DIRECTION: Please gather every line of the material below that contains the word "with" and copy each of those lines in full.
[START]
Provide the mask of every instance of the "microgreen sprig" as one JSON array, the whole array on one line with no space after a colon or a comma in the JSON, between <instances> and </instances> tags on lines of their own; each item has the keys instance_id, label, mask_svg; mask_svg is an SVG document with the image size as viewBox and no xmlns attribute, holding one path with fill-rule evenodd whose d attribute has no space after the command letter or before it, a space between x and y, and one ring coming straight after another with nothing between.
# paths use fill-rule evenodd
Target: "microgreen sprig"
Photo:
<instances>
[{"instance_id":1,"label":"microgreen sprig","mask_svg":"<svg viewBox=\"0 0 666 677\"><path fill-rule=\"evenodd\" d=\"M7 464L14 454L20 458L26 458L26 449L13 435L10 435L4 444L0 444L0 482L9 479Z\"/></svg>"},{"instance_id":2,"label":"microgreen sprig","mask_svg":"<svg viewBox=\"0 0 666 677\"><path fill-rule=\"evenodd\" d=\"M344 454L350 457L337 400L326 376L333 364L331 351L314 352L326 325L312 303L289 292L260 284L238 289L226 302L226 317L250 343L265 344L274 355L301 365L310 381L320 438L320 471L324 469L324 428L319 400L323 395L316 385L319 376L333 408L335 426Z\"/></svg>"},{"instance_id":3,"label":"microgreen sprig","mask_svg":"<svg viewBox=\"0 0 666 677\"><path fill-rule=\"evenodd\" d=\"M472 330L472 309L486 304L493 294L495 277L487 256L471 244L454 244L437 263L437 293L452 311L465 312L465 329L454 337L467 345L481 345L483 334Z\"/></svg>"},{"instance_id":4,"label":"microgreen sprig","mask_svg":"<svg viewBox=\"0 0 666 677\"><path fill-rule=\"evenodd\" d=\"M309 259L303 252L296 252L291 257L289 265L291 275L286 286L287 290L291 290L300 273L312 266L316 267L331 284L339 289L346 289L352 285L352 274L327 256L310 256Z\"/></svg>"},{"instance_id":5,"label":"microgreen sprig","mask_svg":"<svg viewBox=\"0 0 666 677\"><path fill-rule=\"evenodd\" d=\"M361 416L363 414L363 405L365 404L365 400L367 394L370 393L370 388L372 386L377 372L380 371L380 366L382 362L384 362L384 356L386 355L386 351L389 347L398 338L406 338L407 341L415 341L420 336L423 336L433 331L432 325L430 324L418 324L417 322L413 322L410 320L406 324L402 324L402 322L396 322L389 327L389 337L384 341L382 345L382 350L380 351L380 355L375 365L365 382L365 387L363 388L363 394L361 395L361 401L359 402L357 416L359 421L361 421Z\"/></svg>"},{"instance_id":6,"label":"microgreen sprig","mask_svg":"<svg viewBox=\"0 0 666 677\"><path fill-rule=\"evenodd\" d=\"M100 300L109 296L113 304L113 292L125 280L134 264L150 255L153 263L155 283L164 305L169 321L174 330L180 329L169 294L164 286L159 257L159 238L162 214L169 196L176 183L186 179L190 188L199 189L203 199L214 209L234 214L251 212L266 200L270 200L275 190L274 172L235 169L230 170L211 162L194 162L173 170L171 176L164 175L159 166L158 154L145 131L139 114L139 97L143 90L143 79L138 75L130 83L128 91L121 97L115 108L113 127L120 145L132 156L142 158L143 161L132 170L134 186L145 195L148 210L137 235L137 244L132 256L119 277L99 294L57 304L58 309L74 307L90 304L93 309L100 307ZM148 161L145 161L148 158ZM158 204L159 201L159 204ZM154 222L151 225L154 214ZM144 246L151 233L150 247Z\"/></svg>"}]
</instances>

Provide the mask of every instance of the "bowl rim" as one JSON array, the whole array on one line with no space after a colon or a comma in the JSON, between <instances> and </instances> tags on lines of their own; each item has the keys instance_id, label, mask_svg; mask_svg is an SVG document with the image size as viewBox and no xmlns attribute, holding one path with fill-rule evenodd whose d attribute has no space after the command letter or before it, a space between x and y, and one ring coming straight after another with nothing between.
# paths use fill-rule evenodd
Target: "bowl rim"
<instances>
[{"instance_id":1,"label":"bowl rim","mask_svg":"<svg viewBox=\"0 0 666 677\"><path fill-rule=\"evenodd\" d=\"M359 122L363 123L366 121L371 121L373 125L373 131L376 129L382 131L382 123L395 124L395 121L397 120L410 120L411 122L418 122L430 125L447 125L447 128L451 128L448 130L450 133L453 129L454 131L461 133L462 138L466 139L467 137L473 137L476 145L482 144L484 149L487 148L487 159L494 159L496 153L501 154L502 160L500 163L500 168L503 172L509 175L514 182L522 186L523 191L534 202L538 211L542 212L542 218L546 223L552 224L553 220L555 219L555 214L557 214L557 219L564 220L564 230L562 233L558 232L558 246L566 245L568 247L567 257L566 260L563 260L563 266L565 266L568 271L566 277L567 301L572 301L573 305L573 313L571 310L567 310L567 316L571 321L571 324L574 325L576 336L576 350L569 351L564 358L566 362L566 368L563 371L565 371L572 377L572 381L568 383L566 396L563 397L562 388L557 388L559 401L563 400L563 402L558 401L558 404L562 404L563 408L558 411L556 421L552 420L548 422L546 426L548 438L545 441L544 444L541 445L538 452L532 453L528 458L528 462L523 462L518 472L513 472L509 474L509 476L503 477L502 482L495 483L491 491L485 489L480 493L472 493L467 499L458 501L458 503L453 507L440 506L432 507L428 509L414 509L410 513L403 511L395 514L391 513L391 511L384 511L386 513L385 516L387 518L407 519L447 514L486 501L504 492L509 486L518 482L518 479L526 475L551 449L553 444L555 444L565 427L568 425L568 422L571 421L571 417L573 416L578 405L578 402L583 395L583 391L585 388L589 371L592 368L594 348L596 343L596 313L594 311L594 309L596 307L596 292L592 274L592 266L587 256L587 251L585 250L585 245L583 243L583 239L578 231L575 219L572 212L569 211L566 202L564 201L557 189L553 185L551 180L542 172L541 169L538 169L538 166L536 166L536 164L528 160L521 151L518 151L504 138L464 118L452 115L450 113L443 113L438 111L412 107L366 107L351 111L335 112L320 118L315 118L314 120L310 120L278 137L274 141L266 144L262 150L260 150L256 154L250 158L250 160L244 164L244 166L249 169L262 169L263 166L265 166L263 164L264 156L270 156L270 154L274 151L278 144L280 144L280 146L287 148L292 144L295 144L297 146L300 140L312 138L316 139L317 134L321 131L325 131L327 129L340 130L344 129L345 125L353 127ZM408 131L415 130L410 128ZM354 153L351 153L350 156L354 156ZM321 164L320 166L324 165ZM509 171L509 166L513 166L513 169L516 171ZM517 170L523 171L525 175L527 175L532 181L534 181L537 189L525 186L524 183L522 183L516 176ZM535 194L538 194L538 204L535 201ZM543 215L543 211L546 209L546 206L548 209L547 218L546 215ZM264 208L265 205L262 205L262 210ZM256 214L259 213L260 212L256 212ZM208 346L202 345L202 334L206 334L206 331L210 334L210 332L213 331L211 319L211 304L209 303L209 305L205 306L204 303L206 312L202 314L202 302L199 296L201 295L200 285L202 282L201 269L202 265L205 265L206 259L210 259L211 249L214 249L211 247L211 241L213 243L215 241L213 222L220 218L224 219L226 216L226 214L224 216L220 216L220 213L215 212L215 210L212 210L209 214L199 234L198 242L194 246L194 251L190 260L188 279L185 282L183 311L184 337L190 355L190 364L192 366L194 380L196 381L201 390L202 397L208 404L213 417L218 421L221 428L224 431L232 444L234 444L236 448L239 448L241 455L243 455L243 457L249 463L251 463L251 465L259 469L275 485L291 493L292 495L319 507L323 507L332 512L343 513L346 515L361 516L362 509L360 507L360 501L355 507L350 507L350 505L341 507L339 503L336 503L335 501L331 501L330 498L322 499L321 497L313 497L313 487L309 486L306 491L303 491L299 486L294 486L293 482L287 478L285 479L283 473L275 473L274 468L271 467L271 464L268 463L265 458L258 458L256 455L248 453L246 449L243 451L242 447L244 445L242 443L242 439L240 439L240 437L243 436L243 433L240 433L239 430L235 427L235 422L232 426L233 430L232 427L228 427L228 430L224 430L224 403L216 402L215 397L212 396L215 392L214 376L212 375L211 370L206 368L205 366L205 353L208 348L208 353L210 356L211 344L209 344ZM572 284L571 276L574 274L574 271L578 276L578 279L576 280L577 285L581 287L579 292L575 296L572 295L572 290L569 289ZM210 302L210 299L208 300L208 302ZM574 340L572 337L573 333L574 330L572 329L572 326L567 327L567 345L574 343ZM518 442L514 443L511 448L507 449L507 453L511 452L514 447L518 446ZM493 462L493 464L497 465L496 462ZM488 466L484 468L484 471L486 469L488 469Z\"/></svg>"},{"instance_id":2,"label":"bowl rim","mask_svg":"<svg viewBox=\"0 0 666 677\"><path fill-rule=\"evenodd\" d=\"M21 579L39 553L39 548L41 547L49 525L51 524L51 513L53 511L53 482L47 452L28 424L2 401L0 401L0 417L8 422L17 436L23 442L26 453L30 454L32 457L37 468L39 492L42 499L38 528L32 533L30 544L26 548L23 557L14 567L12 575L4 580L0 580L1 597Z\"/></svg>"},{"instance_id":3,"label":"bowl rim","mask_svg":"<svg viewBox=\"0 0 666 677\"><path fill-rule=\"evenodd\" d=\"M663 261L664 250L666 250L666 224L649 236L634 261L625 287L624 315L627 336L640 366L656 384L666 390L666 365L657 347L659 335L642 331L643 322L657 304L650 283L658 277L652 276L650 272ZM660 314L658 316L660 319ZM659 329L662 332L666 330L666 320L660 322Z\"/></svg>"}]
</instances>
[END]
ANSWER TO THE EXERCISE:
Provide the mask of every instance of the "microgreen sprig" as one JSON array, the whole array on one line with no space after a colon or a comma in the JSON, between <instances> and </instances> tags on lines of their own; each item has the keys instance_id, label, mask_svg; mask_svg is an SVG document with the image size as viewBox and no xmlns attribute, holding one path with fill-rule evenodd whose d attribute has no space after the command letter or before it, a space between x and y, and one ring coming straight after another with nothing between.
Provide the mask of every instance of the "bowl rim" as one JSON array, the whole array on one line with no space after a colon or a comma in the JSON, between <instances> and </instances> tags on lines of their own; each item has the keys instance_id, label, mask_svg; mask_svg is an SVG document with the image size as viewBox and no xmlns attribute, holding one path with fill-rule evenodd whose d attribute has no space after the command letter or before it, a space between x and y, and one ring coming straight after another with nothing between.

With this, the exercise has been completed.